Exercise brief. The job is to find each line in the entries holding the string "this" and copy that line.

Source data.
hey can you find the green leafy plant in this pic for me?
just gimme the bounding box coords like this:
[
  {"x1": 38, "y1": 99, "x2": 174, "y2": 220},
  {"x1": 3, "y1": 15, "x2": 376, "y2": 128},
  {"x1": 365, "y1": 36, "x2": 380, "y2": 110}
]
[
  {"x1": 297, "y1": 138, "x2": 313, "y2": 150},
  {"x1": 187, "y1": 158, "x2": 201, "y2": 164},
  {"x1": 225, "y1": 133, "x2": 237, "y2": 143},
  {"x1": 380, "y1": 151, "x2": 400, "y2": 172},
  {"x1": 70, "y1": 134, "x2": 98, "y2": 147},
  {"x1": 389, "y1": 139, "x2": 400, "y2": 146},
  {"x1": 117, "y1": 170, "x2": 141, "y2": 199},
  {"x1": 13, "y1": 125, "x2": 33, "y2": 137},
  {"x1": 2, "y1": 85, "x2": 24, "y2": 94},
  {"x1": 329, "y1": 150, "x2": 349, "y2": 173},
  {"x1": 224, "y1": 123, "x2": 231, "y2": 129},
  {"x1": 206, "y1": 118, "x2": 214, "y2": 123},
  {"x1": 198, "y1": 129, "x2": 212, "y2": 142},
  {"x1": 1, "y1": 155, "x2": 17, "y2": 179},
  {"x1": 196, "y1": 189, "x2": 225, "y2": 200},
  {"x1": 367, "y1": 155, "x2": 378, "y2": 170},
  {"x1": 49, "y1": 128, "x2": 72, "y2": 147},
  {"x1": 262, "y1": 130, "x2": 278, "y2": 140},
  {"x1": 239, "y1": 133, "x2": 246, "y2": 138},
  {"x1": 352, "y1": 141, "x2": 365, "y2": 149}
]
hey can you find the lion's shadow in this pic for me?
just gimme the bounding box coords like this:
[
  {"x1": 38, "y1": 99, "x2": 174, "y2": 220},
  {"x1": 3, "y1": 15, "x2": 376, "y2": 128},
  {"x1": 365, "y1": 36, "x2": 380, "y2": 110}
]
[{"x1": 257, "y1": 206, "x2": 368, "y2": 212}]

Task answer.
hey can you find the green leafy plant in this pic for me?
just gimme the bounding box coords like this:
hey can you find the lion's shadow in this pic for me?
just gimme the bounding box coords like this:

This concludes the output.